Opdracht
Haal uit de records hieronder elke regel met het woord "necktie".

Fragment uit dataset
_____

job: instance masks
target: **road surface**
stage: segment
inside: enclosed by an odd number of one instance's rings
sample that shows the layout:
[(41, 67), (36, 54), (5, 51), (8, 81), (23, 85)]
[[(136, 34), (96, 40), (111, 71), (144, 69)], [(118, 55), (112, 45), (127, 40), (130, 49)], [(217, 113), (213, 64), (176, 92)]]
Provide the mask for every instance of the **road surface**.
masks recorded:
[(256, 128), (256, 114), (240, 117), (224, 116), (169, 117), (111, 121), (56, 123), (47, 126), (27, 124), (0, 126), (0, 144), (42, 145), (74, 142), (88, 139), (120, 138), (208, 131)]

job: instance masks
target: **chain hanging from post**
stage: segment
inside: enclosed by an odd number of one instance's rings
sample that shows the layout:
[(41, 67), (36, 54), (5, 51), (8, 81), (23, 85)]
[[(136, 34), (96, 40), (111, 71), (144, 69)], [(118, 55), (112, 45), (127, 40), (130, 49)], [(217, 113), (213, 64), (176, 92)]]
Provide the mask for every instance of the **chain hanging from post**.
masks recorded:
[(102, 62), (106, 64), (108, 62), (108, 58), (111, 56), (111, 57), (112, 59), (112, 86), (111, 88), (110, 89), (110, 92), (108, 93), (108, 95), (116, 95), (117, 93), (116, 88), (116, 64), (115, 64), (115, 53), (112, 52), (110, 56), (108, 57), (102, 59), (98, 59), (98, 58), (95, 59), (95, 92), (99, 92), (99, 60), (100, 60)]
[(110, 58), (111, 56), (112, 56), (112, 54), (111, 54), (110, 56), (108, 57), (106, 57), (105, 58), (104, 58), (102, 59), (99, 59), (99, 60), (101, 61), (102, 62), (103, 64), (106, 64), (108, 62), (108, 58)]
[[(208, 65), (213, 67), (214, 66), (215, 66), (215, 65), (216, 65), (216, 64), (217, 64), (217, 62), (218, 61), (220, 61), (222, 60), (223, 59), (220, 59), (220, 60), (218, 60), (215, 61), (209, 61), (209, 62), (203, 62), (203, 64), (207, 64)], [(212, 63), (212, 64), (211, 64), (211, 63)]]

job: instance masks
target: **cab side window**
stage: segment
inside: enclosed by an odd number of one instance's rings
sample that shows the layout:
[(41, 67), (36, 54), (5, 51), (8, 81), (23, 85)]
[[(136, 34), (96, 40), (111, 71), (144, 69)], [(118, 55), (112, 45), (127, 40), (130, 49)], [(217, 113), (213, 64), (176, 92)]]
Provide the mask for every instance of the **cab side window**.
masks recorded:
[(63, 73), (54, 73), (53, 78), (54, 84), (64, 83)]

_____

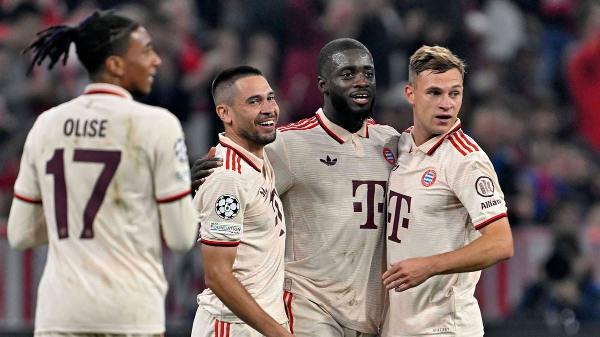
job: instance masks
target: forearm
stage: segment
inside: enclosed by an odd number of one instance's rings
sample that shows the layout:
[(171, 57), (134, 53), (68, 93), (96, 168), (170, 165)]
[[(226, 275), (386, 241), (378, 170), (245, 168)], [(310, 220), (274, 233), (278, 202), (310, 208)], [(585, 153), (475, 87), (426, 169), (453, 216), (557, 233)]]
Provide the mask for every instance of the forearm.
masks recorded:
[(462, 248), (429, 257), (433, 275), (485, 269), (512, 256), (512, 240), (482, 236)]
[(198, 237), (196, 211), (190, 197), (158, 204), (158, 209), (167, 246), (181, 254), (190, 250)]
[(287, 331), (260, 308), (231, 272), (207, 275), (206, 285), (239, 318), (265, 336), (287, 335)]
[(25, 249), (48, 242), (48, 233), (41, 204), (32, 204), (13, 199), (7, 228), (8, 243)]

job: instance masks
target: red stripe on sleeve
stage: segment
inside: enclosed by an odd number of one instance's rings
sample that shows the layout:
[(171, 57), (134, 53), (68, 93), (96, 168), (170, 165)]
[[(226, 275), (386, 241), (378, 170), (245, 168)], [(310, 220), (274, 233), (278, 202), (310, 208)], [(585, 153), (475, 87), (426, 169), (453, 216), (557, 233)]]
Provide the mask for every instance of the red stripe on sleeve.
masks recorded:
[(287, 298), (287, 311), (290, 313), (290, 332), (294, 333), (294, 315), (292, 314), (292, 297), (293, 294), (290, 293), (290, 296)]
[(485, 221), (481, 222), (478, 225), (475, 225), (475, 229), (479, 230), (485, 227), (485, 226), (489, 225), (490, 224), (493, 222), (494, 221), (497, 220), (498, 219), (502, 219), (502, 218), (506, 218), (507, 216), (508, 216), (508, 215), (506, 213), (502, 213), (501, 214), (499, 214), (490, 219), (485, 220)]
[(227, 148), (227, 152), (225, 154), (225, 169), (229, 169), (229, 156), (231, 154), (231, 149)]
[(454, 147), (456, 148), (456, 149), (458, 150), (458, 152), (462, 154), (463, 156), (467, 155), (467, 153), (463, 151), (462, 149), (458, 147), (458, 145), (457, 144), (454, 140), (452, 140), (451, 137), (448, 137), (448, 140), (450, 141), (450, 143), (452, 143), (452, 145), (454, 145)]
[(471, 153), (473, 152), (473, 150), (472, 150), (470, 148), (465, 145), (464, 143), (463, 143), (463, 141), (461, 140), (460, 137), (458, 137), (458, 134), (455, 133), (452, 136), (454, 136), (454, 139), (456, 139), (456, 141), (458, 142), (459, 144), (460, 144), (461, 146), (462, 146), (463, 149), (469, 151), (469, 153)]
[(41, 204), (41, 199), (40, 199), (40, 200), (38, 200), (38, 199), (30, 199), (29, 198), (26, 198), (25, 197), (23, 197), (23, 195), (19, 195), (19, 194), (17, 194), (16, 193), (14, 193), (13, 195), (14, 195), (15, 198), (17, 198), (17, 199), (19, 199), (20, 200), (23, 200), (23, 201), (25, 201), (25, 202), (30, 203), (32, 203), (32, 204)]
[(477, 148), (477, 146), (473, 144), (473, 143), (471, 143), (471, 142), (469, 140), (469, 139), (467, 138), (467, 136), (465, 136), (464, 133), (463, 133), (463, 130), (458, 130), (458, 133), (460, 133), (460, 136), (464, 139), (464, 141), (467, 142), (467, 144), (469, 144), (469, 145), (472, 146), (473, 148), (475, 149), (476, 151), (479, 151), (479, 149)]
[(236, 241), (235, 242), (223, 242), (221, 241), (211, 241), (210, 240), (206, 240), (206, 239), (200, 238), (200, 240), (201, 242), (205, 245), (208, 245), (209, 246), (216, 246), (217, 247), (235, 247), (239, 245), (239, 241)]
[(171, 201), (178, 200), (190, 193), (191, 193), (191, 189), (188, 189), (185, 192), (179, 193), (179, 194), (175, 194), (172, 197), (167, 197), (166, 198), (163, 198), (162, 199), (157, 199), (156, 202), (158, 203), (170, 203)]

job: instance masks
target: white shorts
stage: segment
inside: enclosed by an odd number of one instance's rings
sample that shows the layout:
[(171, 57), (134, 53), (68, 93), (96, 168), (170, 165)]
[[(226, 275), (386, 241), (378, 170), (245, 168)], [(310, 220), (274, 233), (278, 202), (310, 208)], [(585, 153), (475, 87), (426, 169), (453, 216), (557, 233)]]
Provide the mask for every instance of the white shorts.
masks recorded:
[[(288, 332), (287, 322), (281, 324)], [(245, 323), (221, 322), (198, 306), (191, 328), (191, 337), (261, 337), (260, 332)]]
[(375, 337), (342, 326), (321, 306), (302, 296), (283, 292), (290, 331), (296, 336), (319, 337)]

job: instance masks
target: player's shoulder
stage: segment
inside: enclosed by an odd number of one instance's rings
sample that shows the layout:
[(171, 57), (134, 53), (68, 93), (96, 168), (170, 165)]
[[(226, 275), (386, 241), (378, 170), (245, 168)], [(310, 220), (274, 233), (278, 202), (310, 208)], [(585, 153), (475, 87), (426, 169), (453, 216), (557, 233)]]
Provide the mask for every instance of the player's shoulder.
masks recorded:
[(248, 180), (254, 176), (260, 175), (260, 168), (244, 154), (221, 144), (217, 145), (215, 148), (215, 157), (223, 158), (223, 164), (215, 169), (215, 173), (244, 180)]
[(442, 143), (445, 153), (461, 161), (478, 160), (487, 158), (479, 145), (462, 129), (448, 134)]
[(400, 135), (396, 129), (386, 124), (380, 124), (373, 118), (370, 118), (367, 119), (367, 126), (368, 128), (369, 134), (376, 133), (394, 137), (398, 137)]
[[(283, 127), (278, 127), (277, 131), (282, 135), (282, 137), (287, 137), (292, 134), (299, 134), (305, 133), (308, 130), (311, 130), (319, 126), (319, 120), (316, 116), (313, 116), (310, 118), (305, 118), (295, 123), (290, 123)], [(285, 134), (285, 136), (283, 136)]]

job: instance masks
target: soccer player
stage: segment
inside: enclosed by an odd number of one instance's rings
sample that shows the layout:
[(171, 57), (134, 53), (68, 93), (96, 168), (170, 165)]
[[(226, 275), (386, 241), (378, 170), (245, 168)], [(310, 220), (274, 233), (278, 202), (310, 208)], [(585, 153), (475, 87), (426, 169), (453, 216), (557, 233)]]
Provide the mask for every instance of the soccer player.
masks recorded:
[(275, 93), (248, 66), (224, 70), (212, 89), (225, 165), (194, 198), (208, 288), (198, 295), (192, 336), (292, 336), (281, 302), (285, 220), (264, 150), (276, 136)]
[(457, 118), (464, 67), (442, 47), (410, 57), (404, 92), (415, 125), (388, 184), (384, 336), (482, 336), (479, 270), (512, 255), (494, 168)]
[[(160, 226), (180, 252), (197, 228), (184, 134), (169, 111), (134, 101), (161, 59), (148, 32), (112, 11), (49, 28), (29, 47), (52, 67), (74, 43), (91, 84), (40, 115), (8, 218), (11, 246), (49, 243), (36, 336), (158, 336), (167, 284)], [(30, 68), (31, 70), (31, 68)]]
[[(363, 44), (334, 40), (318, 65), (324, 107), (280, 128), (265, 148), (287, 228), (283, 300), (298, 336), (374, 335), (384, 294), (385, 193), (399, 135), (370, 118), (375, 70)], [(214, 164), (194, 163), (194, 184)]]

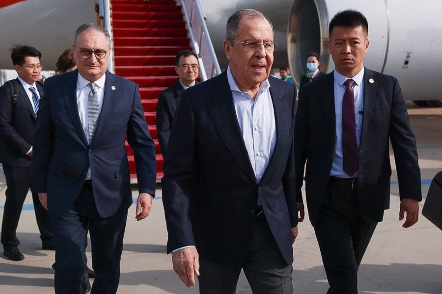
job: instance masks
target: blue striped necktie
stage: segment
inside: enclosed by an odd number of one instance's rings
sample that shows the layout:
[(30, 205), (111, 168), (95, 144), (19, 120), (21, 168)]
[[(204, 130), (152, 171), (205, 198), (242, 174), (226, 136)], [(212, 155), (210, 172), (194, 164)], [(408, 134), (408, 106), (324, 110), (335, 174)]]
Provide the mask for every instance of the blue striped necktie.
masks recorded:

_____

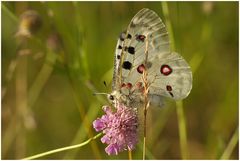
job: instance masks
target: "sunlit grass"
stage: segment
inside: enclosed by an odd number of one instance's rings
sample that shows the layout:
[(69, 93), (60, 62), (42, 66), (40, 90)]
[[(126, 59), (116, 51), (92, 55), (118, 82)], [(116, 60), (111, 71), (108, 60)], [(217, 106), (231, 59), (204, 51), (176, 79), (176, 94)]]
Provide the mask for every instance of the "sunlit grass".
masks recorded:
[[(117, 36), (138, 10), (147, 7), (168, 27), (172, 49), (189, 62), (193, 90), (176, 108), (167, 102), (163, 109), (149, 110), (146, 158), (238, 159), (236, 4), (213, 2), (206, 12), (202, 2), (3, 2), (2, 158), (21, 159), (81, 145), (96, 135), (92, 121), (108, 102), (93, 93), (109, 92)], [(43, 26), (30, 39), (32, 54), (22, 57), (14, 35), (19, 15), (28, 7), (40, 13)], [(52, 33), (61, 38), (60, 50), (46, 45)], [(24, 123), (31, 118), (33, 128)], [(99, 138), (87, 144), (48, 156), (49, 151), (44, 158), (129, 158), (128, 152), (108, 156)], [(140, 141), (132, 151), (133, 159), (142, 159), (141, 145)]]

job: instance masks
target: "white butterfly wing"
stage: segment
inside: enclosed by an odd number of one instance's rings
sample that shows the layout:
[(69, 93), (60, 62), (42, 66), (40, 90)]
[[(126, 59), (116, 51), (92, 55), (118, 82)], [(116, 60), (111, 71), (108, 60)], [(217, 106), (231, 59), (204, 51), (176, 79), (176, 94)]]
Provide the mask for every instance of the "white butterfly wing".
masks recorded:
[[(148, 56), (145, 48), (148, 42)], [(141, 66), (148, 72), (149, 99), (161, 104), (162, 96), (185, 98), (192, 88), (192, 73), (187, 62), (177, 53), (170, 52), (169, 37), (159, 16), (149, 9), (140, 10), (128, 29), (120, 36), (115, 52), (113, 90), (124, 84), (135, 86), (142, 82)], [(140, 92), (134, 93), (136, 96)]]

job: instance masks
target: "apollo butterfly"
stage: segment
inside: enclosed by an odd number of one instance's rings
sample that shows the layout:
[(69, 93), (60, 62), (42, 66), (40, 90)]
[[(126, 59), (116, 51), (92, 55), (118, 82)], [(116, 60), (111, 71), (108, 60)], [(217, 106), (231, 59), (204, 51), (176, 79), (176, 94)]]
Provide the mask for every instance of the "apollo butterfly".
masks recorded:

_____

Het antwoord
target: blue striped necktie
Provide the mask for every instance of the blue striped necktie.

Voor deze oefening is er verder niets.